Available records.
--- --- ---
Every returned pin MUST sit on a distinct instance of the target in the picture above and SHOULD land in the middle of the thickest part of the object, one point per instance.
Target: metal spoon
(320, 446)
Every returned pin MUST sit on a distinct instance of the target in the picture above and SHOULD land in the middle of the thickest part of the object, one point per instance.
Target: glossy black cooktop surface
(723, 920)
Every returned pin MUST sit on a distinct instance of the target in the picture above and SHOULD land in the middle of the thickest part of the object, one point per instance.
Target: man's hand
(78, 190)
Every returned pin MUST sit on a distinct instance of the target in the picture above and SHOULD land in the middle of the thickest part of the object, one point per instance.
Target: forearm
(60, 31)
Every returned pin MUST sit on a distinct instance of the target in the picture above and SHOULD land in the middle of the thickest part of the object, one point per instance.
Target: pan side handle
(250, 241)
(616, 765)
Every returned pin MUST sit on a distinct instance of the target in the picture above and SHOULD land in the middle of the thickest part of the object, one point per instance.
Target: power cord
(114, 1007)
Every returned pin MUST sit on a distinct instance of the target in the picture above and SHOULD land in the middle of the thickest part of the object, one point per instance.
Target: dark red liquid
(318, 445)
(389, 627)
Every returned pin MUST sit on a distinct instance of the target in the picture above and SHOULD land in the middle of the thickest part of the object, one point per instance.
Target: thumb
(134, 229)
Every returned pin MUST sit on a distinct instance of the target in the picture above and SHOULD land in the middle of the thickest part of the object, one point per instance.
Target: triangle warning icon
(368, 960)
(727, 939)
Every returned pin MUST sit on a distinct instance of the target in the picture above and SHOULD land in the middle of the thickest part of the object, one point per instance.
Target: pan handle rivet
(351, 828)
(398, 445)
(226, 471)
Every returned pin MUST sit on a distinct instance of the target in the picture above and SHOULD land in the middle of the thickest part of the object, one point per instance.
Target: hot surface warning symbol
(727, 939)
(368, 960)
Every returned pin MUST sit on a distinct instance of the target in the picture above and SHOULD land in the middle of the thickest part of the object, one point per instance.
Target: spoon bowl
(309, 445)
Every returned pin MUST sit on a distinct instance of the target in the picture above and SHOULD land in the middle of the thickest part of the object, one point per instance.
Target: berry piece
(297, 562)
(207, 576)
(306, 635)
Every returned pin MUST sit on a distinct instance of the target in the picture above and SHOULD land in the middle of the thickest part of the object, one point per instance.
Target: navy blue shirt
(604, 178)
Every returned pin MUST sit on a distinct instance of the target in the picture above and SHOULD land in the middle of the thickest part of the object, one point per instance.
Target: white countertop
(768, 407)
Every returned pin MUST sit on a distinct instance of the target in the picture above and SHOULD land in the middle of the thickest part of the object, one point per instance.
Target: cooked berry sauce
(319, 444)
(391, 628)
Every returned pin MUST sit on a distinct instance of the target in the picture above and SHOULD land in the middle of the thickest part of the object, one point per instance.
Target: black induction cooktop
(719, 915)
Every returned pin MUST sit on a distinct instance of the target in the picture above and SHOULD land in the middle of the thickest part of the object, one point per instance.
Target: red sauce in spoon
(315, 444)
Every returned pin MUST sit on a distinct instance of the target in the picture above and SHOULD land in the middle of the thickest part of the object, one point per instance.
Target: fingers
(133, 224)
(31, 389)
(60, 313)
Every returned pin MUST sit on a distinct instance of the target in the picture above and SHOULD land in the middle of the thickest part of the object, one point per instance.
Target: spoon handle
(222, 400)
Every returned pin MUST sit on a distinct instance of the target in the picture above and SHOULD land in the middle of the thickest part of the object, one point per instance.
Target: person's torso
--- --- ---
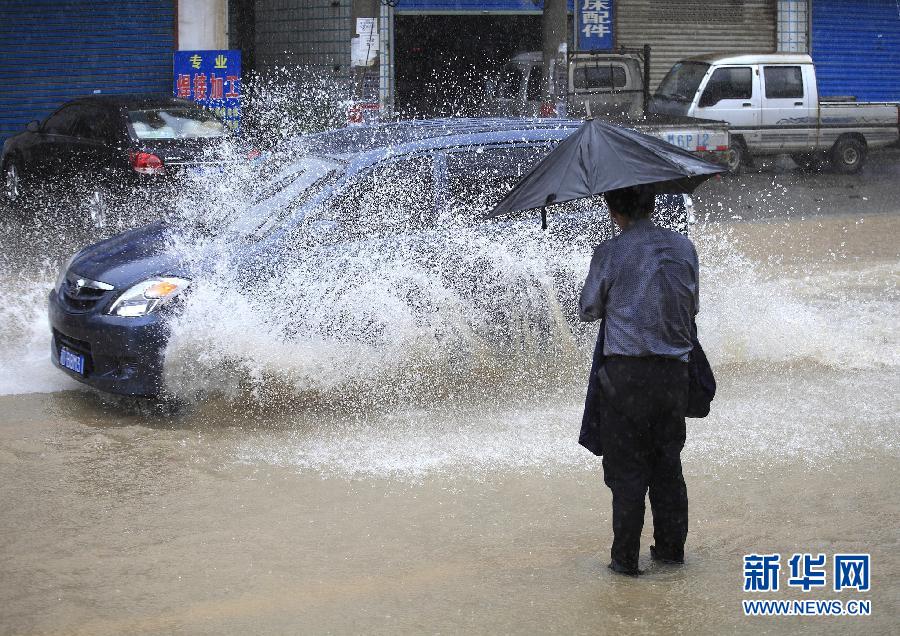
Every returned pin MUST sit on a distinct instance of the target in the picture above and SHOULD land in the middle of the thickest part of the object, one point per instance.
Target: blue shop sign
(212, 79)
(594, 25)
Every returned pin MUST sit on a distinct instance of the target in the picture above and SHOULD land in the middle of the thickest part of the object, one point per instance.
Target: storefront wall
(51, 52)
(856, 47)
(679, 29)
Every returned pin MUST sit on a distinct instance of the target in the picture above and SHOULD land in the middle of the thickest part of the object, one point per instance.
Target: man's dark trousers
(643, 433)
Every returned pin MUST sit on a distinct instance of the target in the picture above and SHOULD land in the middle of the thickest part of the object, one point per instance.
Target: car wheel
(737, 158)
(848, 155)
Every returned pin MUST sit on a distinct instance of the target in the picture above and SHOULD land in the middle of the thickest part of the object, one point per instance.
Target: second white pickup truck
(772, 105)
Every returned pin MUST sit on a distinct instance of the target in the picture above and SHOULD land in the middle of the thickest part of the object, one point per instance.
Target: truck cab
--- --- ---
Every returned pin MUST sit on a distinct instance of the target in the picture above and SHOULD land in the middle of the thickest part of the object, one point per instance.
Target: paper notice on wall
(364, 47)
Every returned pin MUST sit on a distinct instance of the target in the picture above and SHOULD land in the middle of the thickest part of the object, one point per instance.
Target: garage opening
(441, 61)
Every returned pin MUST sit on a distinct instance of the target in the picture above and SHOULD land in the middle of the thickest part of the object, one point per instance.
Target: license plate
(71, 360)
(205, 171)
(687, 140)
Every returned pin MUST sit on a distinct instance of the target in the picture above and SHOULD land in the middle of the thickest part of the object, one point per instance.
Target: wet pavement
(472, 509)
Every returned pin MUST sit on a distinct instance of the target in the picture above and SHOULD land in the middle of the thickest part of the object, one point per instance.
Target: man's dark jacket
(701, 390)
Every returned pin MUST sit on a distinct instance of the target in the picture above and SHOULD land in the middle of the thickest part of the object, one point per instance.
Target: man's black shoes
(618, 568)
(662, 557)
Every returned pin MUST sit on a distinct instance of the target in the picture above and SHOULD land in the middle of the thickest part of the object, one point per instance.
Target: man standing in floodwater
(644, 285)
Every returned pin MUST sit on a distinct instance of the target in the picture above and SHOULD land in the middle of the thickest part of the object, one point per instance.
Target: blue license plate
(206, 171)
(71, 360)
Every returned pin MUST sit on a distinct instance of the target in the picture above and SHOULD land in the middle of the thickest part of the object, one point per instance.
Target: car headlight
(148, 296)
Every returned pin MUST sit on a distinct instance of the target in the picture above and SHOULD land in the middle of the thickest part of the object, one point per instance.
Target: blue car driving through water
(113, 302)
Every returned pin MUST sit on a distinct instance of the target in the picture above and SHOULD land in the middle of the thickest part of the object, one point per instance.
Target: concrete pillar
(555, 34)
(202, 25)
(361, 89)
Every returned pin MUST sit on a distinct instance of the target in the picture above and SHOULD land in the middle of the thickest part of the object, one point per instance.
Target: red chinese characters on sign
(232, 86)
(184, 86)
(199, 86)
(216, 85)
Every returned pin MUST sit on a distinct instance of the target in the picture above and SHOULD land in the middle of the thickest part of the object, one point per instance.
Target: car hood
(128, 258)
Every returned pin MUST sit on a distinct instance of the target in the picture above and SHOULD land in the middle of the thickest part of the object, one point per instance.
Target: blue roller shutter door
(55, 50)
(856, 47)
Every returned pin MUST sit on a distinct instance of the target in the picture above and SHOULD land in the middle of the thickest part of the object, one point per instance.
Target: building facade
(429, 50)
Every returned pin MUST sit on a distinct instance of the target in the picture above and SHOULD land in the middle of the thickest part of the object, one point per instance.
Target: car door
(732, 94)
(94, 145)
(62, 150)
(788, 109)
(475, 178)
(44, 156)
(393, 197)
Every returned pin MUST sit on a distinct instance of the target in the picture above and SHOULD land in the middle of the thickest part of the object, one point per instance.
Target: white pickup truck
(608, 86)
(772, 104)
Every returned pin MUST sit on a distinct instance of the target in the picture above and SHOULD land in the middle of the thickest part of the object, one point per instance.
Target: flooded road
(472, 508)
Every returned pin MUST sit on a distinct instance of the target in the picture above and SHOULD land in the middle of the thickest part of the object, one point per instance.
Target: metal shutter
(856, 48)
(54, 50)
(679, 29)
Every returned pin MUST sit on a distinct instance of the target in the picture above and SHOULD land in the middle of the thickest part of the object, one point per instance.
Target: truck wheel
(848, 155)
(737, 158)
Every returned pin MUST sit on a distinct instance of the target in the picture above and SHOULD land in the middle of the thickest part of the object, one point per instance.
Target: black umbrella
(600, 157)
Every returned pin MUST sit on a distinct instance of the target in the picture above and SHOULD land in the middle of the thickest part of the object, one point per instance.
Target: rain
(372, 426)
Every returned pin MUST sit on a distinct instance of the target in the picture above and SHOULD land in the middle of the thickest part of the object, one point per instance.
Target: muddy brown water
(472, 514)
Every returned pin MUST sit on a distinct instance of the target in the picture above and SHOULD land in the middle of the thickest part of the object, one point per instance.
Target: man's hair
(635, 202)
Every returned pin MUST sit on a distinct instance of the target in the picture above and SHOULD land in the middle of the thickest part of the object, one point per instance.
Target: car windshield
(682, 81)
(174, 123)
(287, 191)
--- --- ---
Exercise. Gather every line of the records that contains the word "dark", and copy each one out in full.

Problem solution.
Target: dark red liquid
Target: man's dark trousers
Target: man's dark jacket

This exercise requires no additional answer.